Segment Open

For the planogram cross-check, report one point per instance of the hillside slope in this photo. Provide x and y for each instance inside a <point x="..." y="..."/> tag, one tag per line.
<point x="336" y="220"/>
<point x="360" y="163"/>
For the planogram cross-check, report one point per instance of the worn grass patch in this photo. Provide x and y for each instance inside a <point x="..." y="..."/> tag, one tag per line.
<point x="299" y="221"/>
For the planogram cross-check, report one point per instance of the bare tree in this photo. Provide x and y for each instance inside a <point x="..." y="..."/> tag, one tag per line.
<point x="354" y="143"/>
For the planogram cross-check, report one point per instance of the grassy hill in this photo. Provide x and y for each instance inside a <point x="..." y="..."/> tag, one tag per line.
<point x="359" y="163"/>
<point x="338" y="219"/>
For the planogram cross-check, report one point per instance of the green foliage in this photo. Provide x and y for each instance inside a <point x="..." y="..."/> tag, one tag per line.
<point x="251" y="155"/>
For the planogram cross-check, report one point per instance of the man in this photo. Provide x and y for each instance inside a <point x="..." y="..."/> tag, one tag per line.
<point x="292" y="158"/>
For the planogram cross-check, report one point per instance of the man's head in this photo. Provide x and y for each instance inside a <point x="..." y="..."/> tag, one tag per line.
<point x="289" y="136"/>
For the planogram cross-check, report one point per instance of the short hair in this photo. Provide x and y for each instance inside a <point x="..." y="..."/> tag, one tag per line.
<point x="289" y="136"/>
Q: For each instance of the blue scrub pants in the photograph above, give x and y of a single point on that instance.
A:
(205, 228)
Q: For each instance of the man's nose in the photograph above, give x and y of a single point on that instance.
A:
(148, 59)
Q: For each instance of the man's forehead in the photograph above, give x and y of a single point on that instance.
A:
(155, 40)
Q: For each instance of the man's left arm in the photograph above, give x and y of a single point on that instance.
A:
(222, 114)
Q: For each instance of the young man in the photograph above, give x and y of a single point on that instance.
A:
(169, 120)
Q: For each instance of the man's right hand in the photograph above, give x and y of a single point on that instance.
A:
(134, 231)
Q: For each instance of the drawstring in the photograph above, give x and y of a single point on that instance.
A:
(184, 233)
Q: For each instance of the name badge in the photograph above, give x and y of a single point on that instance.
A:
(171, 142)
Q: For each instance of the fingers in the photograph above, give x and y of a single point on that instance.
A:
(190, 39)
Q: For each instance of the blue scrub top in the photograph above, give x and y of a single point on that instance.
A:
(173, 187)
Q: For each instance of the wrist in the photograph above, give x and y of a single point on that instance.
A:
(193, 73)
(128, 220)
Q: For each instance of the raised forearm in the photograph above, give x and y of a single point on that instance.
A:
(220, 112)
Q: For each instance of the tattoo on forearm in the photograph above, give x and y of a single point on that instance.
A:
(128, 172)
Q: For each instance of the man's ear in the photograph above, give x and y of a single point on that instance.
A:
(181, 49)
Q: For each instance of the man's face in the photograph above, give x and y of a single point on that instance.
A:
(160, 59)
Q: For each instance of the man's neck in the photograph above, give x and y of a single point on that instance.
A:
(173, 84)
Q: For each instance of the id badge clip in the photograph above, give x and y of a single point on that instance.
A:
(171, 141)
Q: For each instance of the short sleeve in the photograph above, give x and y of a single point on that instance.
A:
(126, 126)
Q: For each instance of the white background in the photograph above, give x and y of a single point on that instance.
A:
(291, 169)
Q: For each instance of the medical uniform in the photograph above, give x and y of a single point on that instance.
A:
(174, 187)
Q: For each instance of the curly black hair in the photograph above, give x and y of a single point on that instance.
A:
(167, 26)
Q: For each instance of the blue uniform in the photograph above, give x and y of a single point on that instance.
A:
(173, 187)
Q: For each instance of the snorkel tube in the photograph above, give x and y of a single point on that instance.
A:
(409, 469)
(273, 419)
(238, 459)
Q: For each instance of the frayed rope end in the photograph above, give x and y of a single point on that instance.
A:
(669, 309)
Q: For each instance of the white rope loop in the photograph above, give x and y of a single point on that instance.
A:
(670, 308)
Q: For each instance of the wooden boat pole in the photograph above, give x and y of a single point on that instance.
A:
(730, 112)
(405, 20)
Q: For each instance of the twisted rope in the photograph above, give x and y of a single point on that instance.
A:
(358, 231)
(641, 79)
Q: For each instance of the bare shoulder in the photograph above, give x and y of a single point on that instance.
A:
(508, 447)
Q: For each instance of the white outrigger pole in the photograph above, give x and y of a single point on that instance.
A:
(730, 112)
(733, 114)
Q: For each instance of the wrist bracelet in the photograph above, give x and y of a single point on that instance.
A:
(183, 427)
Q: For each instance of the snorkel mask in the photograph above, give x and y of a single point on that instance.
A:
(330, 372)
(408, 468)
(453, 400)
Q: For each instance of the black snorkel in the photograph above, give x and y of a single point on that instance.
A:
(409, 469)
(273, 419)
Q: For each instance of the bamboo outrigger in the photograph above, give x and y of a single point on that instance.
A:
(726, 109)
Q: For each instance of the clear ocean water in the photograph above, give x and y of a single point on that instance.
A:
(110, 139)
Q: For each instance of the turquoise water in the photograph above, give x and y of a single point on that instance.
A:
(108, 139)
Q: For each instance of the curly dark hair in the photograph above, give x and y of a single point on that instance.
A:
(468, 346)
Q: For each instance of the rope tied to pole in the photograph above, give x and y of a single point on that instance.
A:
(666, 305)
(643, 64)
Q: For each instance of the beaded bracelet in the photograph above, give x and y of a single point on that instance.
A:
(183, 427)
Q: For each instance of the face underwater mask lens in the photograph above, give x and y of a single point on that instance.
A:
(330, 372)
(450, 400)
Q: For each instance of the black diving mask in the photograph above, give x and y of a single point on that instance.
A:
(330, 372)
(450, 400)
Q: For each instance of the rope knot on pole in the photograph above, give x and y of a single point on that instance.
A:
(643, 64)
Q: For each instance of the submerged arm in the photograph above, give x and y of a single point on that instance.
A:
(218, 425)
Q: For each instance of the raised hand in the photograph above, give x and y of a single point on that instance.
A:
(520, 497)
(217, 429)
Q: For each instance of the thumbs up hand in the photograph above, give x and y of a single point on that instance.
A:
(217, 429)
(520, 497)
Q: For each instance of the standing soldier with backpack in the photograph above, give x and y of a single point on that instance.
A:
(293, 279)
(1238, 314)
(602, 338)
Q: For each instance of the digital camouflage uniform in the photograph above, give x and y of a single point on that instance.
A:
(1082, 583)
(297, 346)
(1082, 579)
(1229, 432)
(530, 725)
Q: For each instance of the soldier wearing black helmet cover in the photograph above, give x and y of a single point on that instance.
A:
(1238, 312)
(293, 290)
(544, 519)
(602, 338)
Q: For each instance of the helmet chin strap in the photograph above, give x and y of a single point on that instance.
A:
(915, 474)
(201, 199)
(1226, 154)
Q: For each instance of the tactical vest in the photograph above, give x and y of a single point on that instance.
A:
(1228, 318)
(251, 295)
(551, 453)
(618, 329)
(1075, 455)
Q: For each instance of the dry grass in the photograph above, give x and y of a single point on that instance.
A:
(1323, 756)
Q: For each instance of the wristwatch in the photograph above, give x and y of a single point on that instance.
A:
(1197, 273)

Segment Closed

--- TASK GOAL ---
Copy the full listing word for word.

--- RESULT ---
For the planogram cross-check, report one point per instance of the hillside slope in this photo. Provide x and y for each instance inside a <point x="..." y="..."/> tag, one tag per line.
<point x="336" y="220"/>
<point x="360" y="163"/>
For the planogram cross-check, report one point per instance of the worn grass patch in this photo. Provide x and y for each instance inside a <point x="..." y="..."/> tag, one tag per line.
<point x="299" y="221"/>
For the planogram cross-check, report one point per instance of the bare tree in this photo. Provide x and y for each instance inside a <point x="..." y="..."/> tag, one tag per line.
<point x="354" y="143"/>
For the planogram cross-check, report one point per instance of the grassy hill in this photo. Provide x and y for each instance inside a <point x="..." y="..."/> tag, one tag per line.
<point x="359" y="163"/>
<point x="338" y="219"/>
For the planogram cross-check, report one point per instance of the green foliage in this photo. Provide x and y for each instance inside a <point x="..." y="..."/> tag, one tag per line.
<point x="251" y="155"/>
For the planogram cross-check, report one point per instance of the man in this photo. Provide x and y for each instance inside a <point x="..." y="..."/> tag, one tag per line.
<point x="292" y="158"/>
For the planogram cross-check, report one point per instance of the man's head in this photo. Provide x and y for each instance inside a <point x="..." y="..."/> tag, one tag per line.
<point x="289" y="136"/>
For the planogram cross-check, report one point per instance of the short hair in this photo. Provide x and y for each instance inside a <point x="..." y="..."/> tag, one tag per line.
<point x="289" y="136"/>
Q: For each instance of the blue scrub pants in the photograph above, give x and y of a single point on that instance.
A:
(205, 228)
Q: For each instance of the man's nose in the photograph above, give x and y of a single point on that instance.
A:
(148, 59)
Q: For each instance of the man's forehead in the photograph above, give x and y of a single point on that instance.
A:
(155, 40)
Q: For each instance of the man's left arm in the photograph above, give x and y of a single point on that instance.
A:
(222, 114)
Q: For each instance of the young man in the photograph above, give x and y of a single point on that instance.
A:
(169, 120)
Q: For each instance of the man's right hand in the photograph above, give x and y of a single point on that instance.
A:
(134, 231)
Q: For each instance of the drawstring in the photograph above, give x and y of a single point on that instance.
A:
(184, 233)
Q: For each instance of the name badge in the photograph above, give x and y of a single point on that instance.
A:
(171, 142)
Q: For each instance of the fingers in the photograph above, give x and y of a single point on that instance.
A:
(190, 39)
Q: For each instance of the blue scrub top in the photograph above, give x and y of a single point on that instance.
A:
(173, 187)
Q: For each instance of the wrist in the photograph above, give x and y of a single point on that instance.
A:
(193, 73)
(128, 220)
Q: For each instance of the raised forearm in the photograph above, give x and y of a single point on that instance.
A:
(220, 112)
Q: For each instance of the tattoo on forearm in the photograph above, give x and y of a single point on that instance.
A:
(128, 172)
Q: For each instance of the man's ear in the photograph above, give x and y of a single point on that instance.
A:
(181, 49)
Q: For each instance of the man's face in the photograph above, give x and y of a single point on that instance.
A:
(160, 59)
Q: For each instance of the man's neck in the photograph above, give x and y of a single point on that instance.
A:
(173, 84)
Q: For each instance of the id badge clip in the photograph above, give x and y of a single point on that instance.
A:
(171, 141)
Q: For each instance of the short sleeve in the photograph above, give x and y of a single point on that instance.
A:
(126, 126)
Q: For each instance of the white background in the photograph above, give x and y of a single point on that instance.
A:
(291, 169)
Q: For each instance of the medical uniform in the photograph above, give x and y of a single point on that instance.
A:
(174, 187)
Q: For each instance of the curly black hair in the photograph above, give x and y of a single point on that instance.
A:
(167, 26)
Q: For each instance of the blue uniform in the photograph above, give x and y of a single point on that instance.
A:
(173, 187)
Q: For each instance of the snorkel tube in the photograph above, give x and y of a single point on that instance.
A:
(409, 469)
(273, 419)
(238, 459)
Q: For each instance of the frayed rope end in the photograph above, give x and y of a single point on that instance.
A:
(669, 309)
Q: For each instance of the white rope loop in the photograph above, give x and y of a single point on that instance.
A:
(670, 308)
Q: For each instance of the wooden boat pole in the photograph above, give x and y of a single point on that instance.
A:
(730, 112)
(405, 20)
Q: For each instance of the twisted rope in the photograph above, give x and y of a single point on that instance.
A:
(358, 231)
(641, 79)
Q: For each instance of the bare shoulder in the photograph above, give x and y of a single point on that instance.
A:
(508, 447)
Q: For each instance of the white outrigger pole in the photograph above, give x and y of a single point on that instance.
A:
(730, 112)
(733, 114)
Q: For each instance of the wrist bracelet in the photograph above, give x and y of a single point on that instance.
A:
(183, 427)
Q: For each instance of the snorkel mask in the photograph above, give x and y of a single point on that instance.
A:
(330, 372)
(408, 468)
(453, 400)
Q: For each instance of the black snorkel in the photograph above, give x and y of a single point on that instance.
A:
(409, 469)
(273, 419)
Q: For each instance of the bamboo outrigger in the photograph above, give x and y of a single point on that instance.
A:
(726, 109)
Q: For each instance of the clear ocean water in the photograph above, give x and y of a single point on that instance.
A:
(110, 139)
Q: For each instance of the turquoise water in the photograph above, give x and y of a single point on that instance.
A:
(108, 139)
Q: For each instance of the curly dark hair in the photograph above, give x and y of a single point on that instance.
A:
(468, 346)
Q: For each instance of the rope tied to pole in the photograph above, give x and y of a single point on that instance.
A:
(666, 305)
(643, 64)
Q: For each instance of the beaded bracelet in the photograph above, give x and y of a single point on that instance.
A:
(183, 427)
Q: For each instance of the face underwater mask lens in the photograph above, give x and y of a single point on that instance.
A:
(330, 372)
(450, 400)
Q: For each instance of the black diving mask in the photograph above, give x and y of a single point on that instance.
A:
(330, 372)
(450, 400)
Q: For each instance of the rope knot on pole in the photograph above, give x and y of a single point on that instance.
A:
(643, 64)
Q: For each instance of the submerged arm in the photograph above, give x and y of a single point on that instance.
A:
(218, 425)
Q: For each instance of the raised hand in the photograph above, give x and y of a single point on that instance.
A:
(520, 497)
(217, 429)
Q: For each instance of the thumbs up hand in the photograph above, give x and y of a single point on that instance.
A:
(217, 429)
(520, 497)
Q: For each instance of the standing soldier with backpack in the photograph above, give x and y of a single point on that instance.
A:
(293, 279)
(1238, 314)
(602, 338)
Q: For each instance of the digital camouflage uniform in the photograph above, give x and y of a single point on that instance.
A:
(1082, 583)
(297, 346)
(1082, 579)
(1229, 432)
(530, 725)
Q: For each instance of the soldier wearing black helmet cover in the photograph above, give x and y of a single point on that instance.
A:
(1238, 312)
(293, 290)
(544, 519)
(602, 338)
Q: For each instance of the helmet chin strap in the photograph above, give x and y of a single point on that instance.
A:
(915, 474)
(201, 199)
(1226, 154)
Q: For each instance of the tactical vest in the photograph above, give x and y of a single point on that instance.
A:
(1228, 318)
(251, 295)
(551, 453)
(618, 329)
(1075, 455)
Q: For each instance of the dry grass in the photograph above, give x and y of a single point on that instance.
A:
(1323, 756)
Q: For each instance of the wristwatch in the photograph above, give x and y of a single point on that instance.
A:
(1197, 273)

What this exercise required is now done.